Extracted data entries
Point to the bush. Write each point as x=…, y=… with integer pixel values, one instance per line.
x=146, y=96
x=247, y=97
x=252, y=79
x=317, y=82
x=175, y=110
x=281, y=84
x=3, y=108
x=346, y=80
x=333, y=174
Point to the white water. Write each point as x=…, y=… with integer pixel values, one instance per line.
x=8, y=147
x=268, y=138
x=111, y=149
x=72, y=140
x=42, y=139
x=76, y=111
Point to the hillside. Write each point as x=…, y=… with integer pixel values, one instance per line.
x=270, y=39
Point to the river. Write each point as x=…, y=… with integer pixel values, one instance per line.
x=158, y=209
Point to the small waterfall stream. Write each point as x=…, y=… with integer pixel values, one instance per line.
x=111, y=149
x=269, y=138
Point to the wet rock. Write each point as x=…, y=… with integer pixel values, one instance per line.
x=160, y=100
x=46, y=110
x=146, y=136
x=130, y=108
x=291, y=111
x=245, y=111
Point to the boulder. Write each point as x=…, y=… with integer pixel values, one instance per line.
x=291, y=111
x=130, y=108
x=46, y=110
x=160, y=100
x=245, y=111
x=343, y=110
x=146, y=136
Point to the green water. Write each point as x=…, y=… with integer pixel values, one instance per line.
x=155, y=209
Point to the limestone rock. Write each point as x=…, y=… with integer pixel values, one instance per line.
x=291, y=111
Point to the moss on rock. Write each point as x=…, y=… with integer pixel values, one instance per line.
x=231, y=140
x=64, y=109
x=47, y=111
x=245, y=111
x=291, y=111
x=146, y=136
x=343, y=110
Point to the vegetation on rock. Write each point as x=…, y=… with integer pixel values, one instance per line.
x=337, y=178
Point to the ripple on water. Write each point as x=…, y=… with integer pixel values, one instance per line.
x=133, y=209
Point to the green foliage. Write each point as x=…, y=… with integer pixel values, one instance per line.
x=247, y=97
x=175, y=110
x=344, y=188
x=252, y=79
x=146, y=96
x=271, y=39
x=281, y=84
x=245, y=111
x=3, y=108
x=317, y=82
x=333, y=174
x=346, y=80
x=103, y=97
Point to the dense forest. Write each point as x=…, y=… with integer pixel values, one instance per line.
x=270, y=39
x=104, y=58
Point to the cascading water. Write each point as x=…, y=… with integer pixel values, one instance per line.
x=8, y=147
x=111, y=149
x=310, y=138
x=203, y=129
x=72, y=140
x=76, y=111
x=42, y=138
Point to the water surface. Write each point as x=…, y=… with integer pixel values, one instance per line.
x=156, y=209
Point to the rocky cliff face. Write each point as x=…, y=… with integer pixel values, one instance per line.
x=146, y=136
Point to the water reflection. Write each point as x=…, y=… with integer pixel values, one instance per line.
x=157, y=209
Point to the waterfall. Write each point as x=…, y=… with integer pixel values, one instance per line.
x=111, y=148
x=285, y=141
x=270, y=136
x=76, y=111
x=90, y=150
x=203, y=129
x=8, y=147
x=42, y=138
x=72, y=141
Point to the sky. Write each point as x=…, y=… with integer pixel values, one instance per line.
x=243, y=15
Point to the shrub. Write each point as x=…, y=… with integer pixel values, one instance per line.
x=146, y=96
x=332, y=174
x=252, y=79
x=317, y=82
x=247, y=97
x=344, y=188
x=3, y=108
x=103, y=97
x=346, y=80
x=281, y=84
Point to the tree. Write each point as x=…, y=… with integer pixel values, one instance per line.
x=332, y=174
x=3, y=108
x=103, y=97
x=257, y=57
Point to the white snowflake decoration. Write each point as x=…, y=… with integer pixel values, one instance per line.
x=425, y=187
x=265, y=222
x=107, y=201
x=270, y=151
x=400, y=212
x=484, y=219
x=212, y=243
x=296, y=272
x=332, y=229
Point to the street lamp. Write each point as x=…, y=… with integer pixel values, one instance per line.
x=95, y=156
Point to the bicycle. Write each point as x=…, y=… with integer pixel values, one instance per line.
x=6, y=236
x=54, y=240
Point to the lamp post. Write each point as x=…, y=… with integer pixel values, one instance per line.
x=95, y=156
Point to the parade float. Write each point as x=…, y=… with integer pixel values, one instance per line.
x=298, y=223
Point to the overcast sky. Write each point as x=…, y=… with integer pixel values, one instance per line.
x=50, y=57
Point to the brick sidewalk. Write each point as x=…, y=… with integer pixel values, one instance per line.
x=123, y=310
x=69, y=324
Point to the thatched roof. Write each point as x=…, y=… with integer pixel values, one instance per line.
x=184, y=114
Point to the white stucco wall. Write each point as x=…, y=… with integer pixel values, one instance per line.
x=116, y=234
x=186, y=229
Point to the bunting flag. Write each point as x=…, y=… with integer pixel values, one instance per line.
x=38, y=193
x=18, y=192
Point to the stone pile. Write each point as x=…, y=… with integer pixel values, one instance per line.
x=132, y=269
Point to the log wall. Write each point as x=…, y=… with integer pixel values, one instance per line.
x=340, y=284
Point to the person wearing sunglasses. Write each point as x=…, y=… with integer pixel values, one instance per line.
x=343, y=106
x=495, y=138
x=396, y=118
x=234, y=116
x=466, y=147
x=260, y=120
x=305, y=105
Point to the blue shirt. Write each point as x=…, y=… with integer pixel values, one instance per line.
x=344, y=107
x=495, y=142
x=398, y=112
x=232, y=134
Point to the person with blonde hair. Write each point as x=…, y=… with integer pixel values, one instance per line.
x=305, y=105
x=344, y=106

■ **What needs to be done**
Could you write out all of the entries precisely as they stand?

■ **Answer space**
Point to the bush. Write each point as x=…, y=… with integer pixel values, one instance per line.
x=146, y=96
x=247, y=97
x=252, y=79
x=317, y=82
x=175, y=110
x=281, y=84
x=3, y=108
x=346, y=80
x=333, y=174
Point to the white water. Write each point as x=…, y=… with integer pixel values, one instance per line.
x=8, y=147
x=268, y=138
x=111, y=149
x=72, y=140
x=42, y=139
x=76, y=111
Point to the hillside. Write each point as x=…, y=… with integer pixel values, one instance per line.
x=270, y=39
Point to the river. Write each point as x=…, y=… with integer pixel values, one instance per line.
x=158, y=209
Point to the small waterfall stream. Write each point as x=…, y=… with integer pixel values, one instance per line.
x=111, y=149
x=269, y=138
Point to the wet rock. Write each point as x=…, y=… with integer pixel values, one instance per line.
x=160, y=100
x=46, y=110
x=146, y=136
x=130, y=108
x=291, y=111
x=245, y=111
Point to the boulder. Write each point as x=…, y=… with integer pixel values, one instance per line.
x=291, y=111
x=130, y=108
x=46, y=110
x=160, y=100
x=245, y=111
x=343, y=110
x=146, y=136
Point to the green water. Write each point as x=…, y=… with integer pixel values, one instance per line.
x=155, y=209
Point to the limestone rock. Write each point as x=…, y=… with integer pixel values, one instance per line.
x=291, y=111
Point to the moss on rock. Write each point as x=…, y=… with integer pixel values, one instance per line.
x=231, y=140
x=64, y=109
x=47, y=111
x=245, y=111
x=291, y=111
x=146, y=136
x=343, y=110
Point to the vegetation on rock. Write each point as x=…, y=… with integer pixel values, one instance per line.
x=337, y=178
Point to the ripple on water. Write each point as x=…, y=… with integer pixel values, one instance per line.
x=133, y=209
Point to the green foliage. Write each point as x=…, y=… with integer pixel values, one instance per line.
x=247, y=97
x=175, y=110
x=344, y=188
x=252, y=79
x=146, y=96
x=271, y=39
x=281, y=84
x=245, y=111
x=3, y=108
x=317, y=82
x=333, y=174
x=346, y=80
x=103, y=97
Point to the dense forest. Write each point as x=…, y=… with integer pixel values, one instance per line.
x=270, y=39
x=104, y=58
Point to the cascading water. Write each point as x=…, y=… with integer pixel values, one instance per line.
x=8, y=147
x=111, y=149
x=310, y=138
x=203, y=129
x=72, y=140
x=76, y=111
x=42, y=138
Point to the water surface. Write each point as x=…, y=… with integer pixel values, one instance per line.
x=156, y=209
Point to the rocky cliff face. Write each point as x=…, y=… with integer pixel values, one instance per line.
x=146, y=136
Point to the water reflection. Write each point as x=…, y=… with integer pixel values, one instance per line.
x=157, y=209
Point to the waterfall. Write each point as x=…, y=… with integer pixel values, one instance per line.
x=111, y=148
x=285, y=141
x=270, y=136
x=76, y=111
x=90, y=150
x=203, y=129
x=8, y=147
x=42, y=138
x=72, y=141
Point to the sky. Write each point as x=…, y=… with integer pixel values, one instance per line.
x=243, y=15
Point to the shrub. Write each point as x=…, y=… with integer pixel values, one instance per line.
x=146, y=96
x=332, y=174
x=252, y=79
x=317, y=82
x=247, y=97
x=344, y=188
x=3, y=108
x=103, y=97
x=346, y=80
x=281, y=84
Point to the tree. Write each point as x=…, y=… with integer pixel values, one instance per line.
x=332, y=174
x=3, y=108
x=103, y=97
x=257, y=57
Point to the white snowflake decoration. Write each point as x=…, y=… with integer pixel values, one instance per line.
x=425, y=187
x=265, y=222
x=107, y=201
x=270, y=151
x=400, y=212
x=484, y=219
x=212, y=243
x=296, y=272
x=332, y=229
Point to the street lamp. Write each point as x=…, y=… with integer pixel values, one instance per line.
x=95, y=156
Point to the bicycle. Write each point as x=…, y=… with integer pixel values, one instance per line.
x=6, y=236
x=54, y=240
Point to the lamp post. Write each point as x=…, y=… with integer pixel values, one instance per line.
x=95, y=156
Point to the parade float. Write each point as x=…, y=… with integer pixel values, one instance per line.
x=298, y=223
Point to the overcast sky. Write each point as x=…, y=… with integer pixel values, one instance per line.
x=50, y=57
Point to the brick sidewalk. Write each point as x=…, y=… with integer pixel values, one instance per line.
x=123, y=310
x=69, y=324
Point to the thatched roof. Write each point as x=…, y=… with integer pixel values, one instance per line.
x=184, y=114
Point to the white stucco wall. Write each point as x=…, y=… with integer pixel values, one instance per line.
x=116, y=234
x=186, y=229
Point to the bunting flag. Write each point as x=…, y=… with integer pixel values, one instance per line.
x=38, y=193
x=18, y=192
Point to the stone pile. Write each point as x=…, y=… with integer pixel values, one instance per line.
x=132, y=269
Point to the log wall. Write each point as x=…, y=… with integer pixel values, one instance per line.
x=340, y=284
Point to the person wearing sunglasses. Write each point as x=…, y=… with integer pixel values, one instance per line.
x=343, y=106
x=495, y=138
x=396, y=118
x=234, y=116
x=466, y=147
x=260, y=120
x=305, y=105
Point to the blue shirt. Write each point as x=…, y=… with integer pixel values, one instance per line.
x=344, y=107
x=495, y=142
x=398, y=112
x=232, y=134
Point to the person with blonde hair. Write each point as x=…, y=… with integer pixel values, one instance per line.
x=305, y=105
x=344, y=106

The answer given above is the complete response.